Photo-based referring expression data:
-=-=-=-=-
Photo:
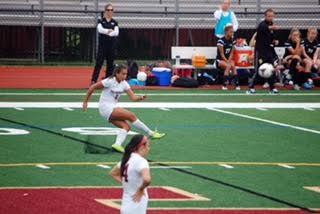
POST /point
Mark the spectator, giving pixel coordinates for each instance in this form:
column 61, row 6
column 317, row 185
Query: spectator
column 108, row 30
column 292, row 57
column 310, row 51
column 225, row 60
column 224, row 16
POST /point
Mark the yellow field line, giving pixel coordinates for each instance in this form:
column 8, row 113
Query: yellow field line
column 162, row 162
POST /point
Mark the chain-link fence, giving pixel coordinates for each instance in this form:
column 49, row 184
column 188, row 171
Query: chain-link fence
column 64, row 30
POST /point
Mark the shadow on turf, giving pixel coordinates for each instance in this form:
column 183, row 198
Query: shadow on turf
column 203, row 177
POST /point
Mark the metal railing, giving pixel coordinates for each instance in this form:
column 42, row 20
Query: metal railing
column 177, row 22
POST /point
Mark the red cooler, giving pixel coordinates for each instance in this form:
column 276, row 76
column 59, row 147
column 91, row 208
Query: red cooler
column 243, row 56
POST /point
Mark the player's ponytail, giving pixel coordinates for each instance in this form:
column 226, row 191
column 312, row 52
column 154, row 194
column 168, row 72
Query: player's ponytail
column 118, row 69
column 131, row 147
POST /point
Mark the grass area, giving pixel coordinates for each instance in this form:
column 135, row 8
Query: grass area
column 193, row 135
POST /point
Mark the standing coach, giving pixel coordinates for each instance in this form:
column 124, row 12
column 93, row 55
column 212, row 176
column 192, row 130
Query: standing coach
column 108, row 30
column 264, row 50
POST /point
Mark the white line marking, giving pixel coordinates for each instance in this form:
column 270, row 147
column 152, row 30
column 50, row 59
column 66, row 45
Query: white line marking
column 267, row 121
column 42, row 166
column 19, row 109
column 308, row 109
column 160, row 94
column 286, row 166
column 226, row 166
column 103, row 166
column 171, row 167
column 169, row 105
column 262, row 109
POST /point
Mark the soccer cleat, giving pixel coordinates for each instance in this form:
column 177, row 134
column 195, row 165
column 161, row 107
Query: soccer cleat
column 157, row 135
column 274, row 91
column 117, row 148
column 296, row 87
column 251, row 91
column 266, row 85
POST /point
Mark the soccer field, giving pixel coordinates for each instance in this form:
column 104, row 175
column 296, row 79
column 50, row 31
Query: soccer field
column 224, row 152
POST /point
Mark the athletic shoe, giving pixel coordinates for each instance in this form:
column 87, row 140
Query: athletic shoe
column 266, row 85
column 296, row 87
column 251, row 91
column 157, row 135
column 117, row 148
column 274, row 91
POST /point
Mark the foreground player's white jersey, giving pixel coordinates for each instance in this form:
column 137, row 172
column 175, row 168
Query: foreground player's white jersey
column 112, row 91
column 131, row 182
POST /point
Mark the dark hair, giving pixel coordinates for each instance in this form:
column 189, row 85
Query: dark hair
column 118, row 69
column 270, row 10
column 131, row 147
column 107, row 5
column 227, row 28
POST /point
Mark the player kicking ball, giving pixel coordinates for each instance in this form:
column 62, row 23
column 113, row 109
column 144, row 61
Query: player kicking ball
column 134, row 173
column 112, row 88
column 225, row 60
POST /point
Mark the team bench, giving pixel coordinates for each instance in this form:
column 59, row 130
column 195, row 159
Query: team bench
column 186, row 52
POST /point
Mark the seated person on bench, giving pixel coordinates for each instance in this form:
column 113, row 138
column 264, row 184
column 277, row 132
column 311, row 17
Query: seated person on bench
column 225, row 60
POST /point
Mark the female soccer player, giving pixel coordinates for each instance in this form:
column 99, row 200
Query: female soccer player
column 113, row 87
column 225, row 60
column 224, row 17
column 310, row 51
column 134, row 174
column 292, row 56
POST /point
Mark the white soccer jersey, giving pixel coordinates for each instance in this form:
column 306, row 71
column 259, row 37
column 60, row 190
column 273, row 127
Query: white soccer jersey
column 131, row 183
column 110, row 95
column 112, row 91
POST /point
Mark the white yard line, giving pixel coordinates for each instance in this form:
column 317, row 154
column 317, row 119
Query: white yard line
column 308, row 109
column 286, row 166
column 262, row 109
column 164, row 109
column 158, row 94
column 103, row 166
column 226, row 166
column 266, row 121
column 168, row 105
column 170, row 167
column 42, row 166
column 19, row 109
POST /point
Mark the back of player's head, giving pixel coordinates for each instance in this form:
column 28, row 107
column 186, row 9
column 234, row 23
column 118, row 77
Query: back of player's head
column 266, row 12
column 108, row 6
column 293, row 31
column 312, row 29
column 132, row 146
column 227, row 28
column 118, row 69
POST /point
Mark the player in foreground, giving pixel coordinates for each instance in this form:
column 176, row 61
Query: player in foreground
column 113, row 87
column 134, row 174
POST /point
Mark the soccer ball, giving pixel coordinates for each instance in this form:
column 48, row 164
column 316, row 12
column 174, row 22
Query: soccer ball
column 266, row 70
column 142, row 76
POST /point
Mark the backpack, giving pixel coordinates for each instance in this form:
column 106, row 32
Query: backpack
column 133, row 69
column 152, row 80
column 185, row 83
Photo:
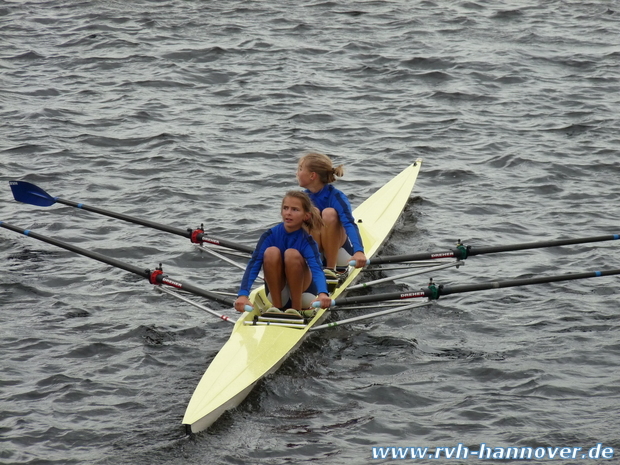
-=-=-=-=-
__EXERCISE INSTRUCTIONS__
Please retype every record above exactly, leaving out the pictures.

__SOLUTION TO THE PROBLEM__
Photo:
POST /point
Mark the spectator, giving pixel coordinates for each instance in this form:
column 61, row 6
column 317, row 185
Query: spectator
column 108, row 30
column 292, row 57
column 310, row 51
column 225, row 60
column 224, row 16
POST /point
Mark the yellow field line, giving pixel coordinates for each instance in this form:
column 8, row 113
Query: yellow field line
column 162, row 162
POST /point
Mark the chain-link fence, giving pixel coordinates for each instance in this form:
column 49, row 184
column 188, row 171
Query: chain-link fence
column 64, row 30
POST /point
Mark the shadow on turf, giving pixel coordinates for each instance in this form:
column 183, row 198
Query: shadow on turf
column 203, row 177
POST /point
Mark the metal railing, giving pixel coordinates for each instance in this form:
column 42, row 20
Query: metal railing
column 177, row 22
POST /point
Mark the red cooler, giving pixel coordinates for each instance in this form:
column 276, row 76
column 59, row 147
column 91, row 208
Query: red cooler
column 243, row 56
POST /point
Mark the player's ponytail, giving pixel coordinates for each instance in this form:
column 226, row 191
column 312, row 52
column 154, row 194
column 168, row 72
Query: player's ponytail
column 118, row 69
column 131, row 147
POST /point
Mark the grass area, giving pixel coordinates for each instance in this form:
column 135, row 8
Query: grass area
column 193, row 135
POST /point
Mark the standing coach, giving pixel coordinates for each instance in this form:
column 124, row 12
column 93, row 55
column 212, row 176
column 192, row 130
Query: standing coach
column 108, row 30
column 264, row 50
POST /point
Mark the white line marking, giving pixel coordinates for each instance in this form:
column 270, row 147
column 152, row 30
column 50, row 59
column 66, row 45
Query: white line marking
column 267, row 121
column 42, row 166
column 19, row 109
column 308, row 109
column 160, row 94
column 286, row 166
column 226, row 166
column 103, row 166
column 171, row 167
column 169, row 105
column 262, row 109
POST /point
Mark the soccer cleat, giving pixel coordinates for each instance in this form:
column 177, row 134
column 195, row 165
column 161, row 107
Query: soccer cleat
column 157, row 135
column 274, row 91
column 117, row 148
column 296, row 87
column 251, row 91
column 266, row 85
POST /point
Mark the soccer field, giving pixel coordinates for each instance in this form:
column 104, row 175
column 296, row 79
column 50, row 31
Query: soccer field
column 224, row 152
POST /point
Mark the athletic shoe, giving pixel coordinates for each instance in this form:
column 87, row 140
Query: athletic shoe
column 266, row 85
column 296, row 87
column 251, row 91
column 157, row 135
column 117, row 148
column 274, row 91
POST /point
Mark the foreground player's white jersey, giving pixel coordinates for each instance in this form:
column 137, row 172
column 175, row 168
Query: foreground player's white jersey
column 112, row 91
column 131, row 182
POST /point
Mark the dark hair, giving pixel coordinates for each instance in this form:
column 189, row 85
Query: dark hair
column 118, row 69
column 270, row 10
column 131, row 147
column 107, row 5
column 227, row 28
POST /point
Mark the player kicking ball, giving pixel coordinates for each instance in this form:
column 62, row 23
column 113, row 109
column 144, row 61
Query: player kicking ball
column 134, row 173
column 112, row 88
column 225, row 60
POST /point
Mark the team bench, giving pixel coordinates for each instance in this form:
column 59, row 130
column 195, row 159
Query: team bench
column 186, row 52
POST /point
Mark the seated person on bench, giving pixel coordinates for each instance in this form:
column 113, row 138
column 264, row 184
column 277, row 132
column 311, row 17
Query: seated person on bench
column 225, row 60
POST /point
Mark the female soccer player, giving pixel coordinates for each instance in this form:
column 99, row 200
Query: female soccer player
column 113, row 87
column 225, row 60
column 224, row 17
column 310, row 51
column 134, row 174
column 292, row 56
POST /point
Mark the white soccer jersey, giving pixel coordinates for each instance in this form:
column 306, row 71
column 259, row 37
column 60, row 190
column 273, row 127
Query: white soccer jersey
column 131, row 183
column 110, row 95
column 112, row 91
POST /point
Mark the white yard line, giving pixel coordinates for each instance in this form:
column 317, row 154
column 317, row 119
Query: white yard line
column 308, row 109
column 286, row 166
column 262, row 109
column 164, row 109
column 158, row 94
column 103, row 166
column 226, row 166
column 266, row 121
column 168, row 105
column 170, row 167
column 42, row 166
column 19, row 109
POST /point
Mark the back of player's head, giving pixel coordinates for each instance in this form:
column 28, row 107
column 186, row 9
column 234, row 23
column 118, row 77
Query: back of player's head
column 266, row 12
column 108, row 6
column 293, row 31
column 312, row 29
column 132, row 146
column 227, row 28
column 118, row 69
POST /point
Mark the player in foreground, giving pixel coordinates for each instance in this form:
column 176, row 61
Query: player in foreground
column 113, row 87
column 134, row 174
POST /point
Mark the soccer ball, giving pixel coordinates for each instance in this form:
column 48, row 164
column 316, row 12
column 174, row 22
Query: soccer ball
column 266, row 70
column 142, row 76
POST /point
Mark the backpack, giving pixel coordinates for each instance in this form:
column 106, row 32
Query: backpack
column 133, row 69
column 152, row 80
column 185, row 83
Photo:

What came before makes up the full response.